Задания
a) Перепишите без изменений фрагмент воспоминаний о детстве, который открывается словами «Я не была привязчивой» и завершается словами «она очень страдала.».
b) Продолжите воспоминания о детстве, начав сразу после их последнего предложения.

Текст для анализа

Я не была привязчивой девочкой. Я жалела бабушку, которая под конец болезни совершенно потеряла память: спрашивала меня, кто я, чья я дочка, не верила, что моя мать (ее дочь Маша), уже замужем, не понимала, у кого она живет, и т. д. Меня это очень озадачивало, и я избегала заходить к ней. Кроме того, она ничего не могла и не хотела есть. (Доктора, как я потом узнала, считали, что у нее была саркома желудка). При этом она очень страдала.

Когда она умерла, я совсем не огорчилась; я знала, что ей хорошо там, на небе, что она больше не страдает, а нам, детям, теперь опять можно будет шуметь, бегать, играть. Мне и в голову не приходило, что мне будет скучно или грустно без бабушки. Я любила ее чересчур альтруистической любовью, а привязанность – это любовь эгоистическая, эту эгоистическую любовь мы ценим по отношению к себе, а альтруистическую… Бог с ней!


Фото 13. Мария Алексеевна Олсуфьева, урожд. Спиридова (1800—1878) Работа Евгения Александровича Плюшара (Eugène Pluchard) 1839 год. ГТГ

Итак, я была черствая, непривязчивая девочка. На эту свою непривязчивость я наткнулась еще раз в своем детстве. Отец, уехав зимой по делам, должен был вернуться к Рождеству, но был задержан, и мать пришла спросить нас, как быть с елкой: отложить елку до возвращения Папá или устраивать ее, как всегда, в день Рождества? (У нас никогда не зажигали ее накануне, когда надо было быть у всенощной). Я успела подумать: «Зачем откладывать? Ведь Папá большой; большим елка не нужна; это нам, детям, весело на елке, мы бегаем кругом нее, смотрим на украшения, получаем сладости и подарки, а большие сидят где-то смирно и совсем не веселятся. Нам Папá не нужен». Но сестра моя Алина (на год старше меня) воскликнула: «Как же это елка, и без Папá?! Конечно, надо отложить!»

Так и сделали; а я рада была, что не успела высказаться; я поняла, что Алина была права, и мне стало стыдно за себя.

Имеющиеся данные
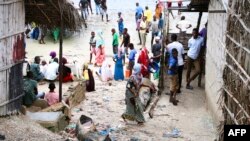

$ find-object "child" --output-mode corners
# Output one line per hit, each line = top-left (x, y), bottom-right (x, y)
(44, 82), (59, 106)
(49, 51), (56, 63)
(168, 48), (179, 106)
(83, 63), (95, 92)
(40, 60), (48, 76)
(117, 12), (124, 37)
(62, 57), (73, 82)
(128, 43), (137, 76)
(89, 31), (96, 64)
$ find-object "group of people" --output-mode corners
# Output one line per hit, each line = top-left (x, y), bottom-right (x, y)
(122, 3), (207, 124)
(27, 51), (73, 82)
(79, 0), (109, 22)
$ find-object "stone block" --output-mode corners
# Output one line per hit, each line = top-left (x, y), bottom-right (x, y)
(68, 81), (86, 108)
(27, 112), (68, 132)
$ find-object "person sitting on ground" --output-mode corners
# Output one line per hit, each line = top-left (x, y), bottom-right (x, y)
(40, 60), (48, 76)
(62, 57), (73, 82)
(167, 48), (179, 106)
(49, 51), (56, 63)
(44, 82), (59, 106)
(23, 71), (48, 109)
(83, 63), (95, 92)
(45, 58), (59, 81)
(30, 56), (44, 81)
(117, 12), (124, 37)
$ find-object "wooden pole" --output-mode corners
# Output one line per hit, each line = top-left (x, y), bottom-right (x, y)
(59, 4), (64, 102)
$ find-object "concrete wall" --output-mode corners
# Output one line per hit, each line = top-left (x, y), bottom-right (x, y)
(205, 0), (227, 123)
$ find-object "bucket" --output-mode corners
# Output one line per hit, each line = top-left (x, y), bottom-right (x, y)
(125, 69), (130, 78)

Ответы к заданиям
a)
Я не была привязчивой девочкой. Я жалела бабушку, которая под конец болезни совершенно потеряла память: спрашивала меня, кто я, чья я дочка, не верила, что моя мать (ее дочь Маша), уже замужем, не понимала, у кого она живет, и т. д. Меня это очень озадачивало, и я избегала заходить к ней. Кроме того, она ничего не могла и не хотела есть. (Доктора, как я потом узнала, считали, что у нее была саркома желудка). При этом она очень страдала.

b)
Дети часто бывают эгоистами; они живут в своем замкнутом детском мире, а взрослые представляют для них часть окружающей обстановки: сад, дом, гостиная, и там, где-то в углу, взрослые сидят и о чем то разговаривают, что-то читают, что-то пишут. Итак, я была из типа этих детей с неразвитым сердцем; я была черствым ребенком.

Привязчивость моя развилась немного позже: наша Лиляша уехала в отпуск. О, как я плакала, как грустила без нее, как ярко чувствовала свою любовь к ней!

5. Мать

Мать моя[15] была членом большой дружной семьи: у бабушки было три сына и четыре дочери; моя мать была предпоследней; за ней шел брат Саша, или Шурка, как его дома звали. Мать моя была с ним очень дружна. Пока он еще был мальчиком и учился дома, она училась вместе с ним. Она была очень способная девочка. Так, например, полученную в подарок французскую книжку с рассказами для детей (в ее время русских книг для детей еще не было), она бежала читать вслух своей русской няне, т.е. сразу читала порусски то, что было написано по-французски.

Когда ее брат Шурка поступил в училище, систематические уроки ее прекратились. (Об образовании девочек в то время мало беспокоились). Как она рассказывала нам впоследствии, у нее было чувство, что она осталась недоучкой. Училась она только со старичком-французом, который имел такую привычку: встретится при чтении какой-нибудь незнакомый ему термин или историческое имя – сейчас открывает толстый словарь и читает ей все, что там про это сказано; если в читаемом опять есть что-то незнакомое – опять ищут это в словаре и снова читают. Эту привычку она сохранила навсегда и, заботясь сама о своем образовании, всегда пользовалась ею. В результате она стала всесторонне образованным человеком.

Помню, что в то время, когда я была уже на высших курсах по математике, мать читала нам вечером какую-то философскую книгу. (Она часто собирала нас вокруг себя и читала нам). Там попалось сравнение какой-то мысли с ветвью гиперболы, которая тянется к своей асимптоте. «А что такое гипербола и асимптота?» – спросила она. Я думала, что она не знала, и собиралась, не без чувства гордости, пуститься в объяснения. Не тут-то было. Она как нельзя лучше объяснила нам эти термины. «Откуда же ты знаешь это? – спросила я, – ведь ты, в твоем детстве, ни геометрии ни алгебры не проходила?» На что она ответила: «Вероятно, мне когда-нибудь попались эти слова при чтении; я тогда и посмотрела в словаре». Надо сказать, что она обладала идеальной памятью.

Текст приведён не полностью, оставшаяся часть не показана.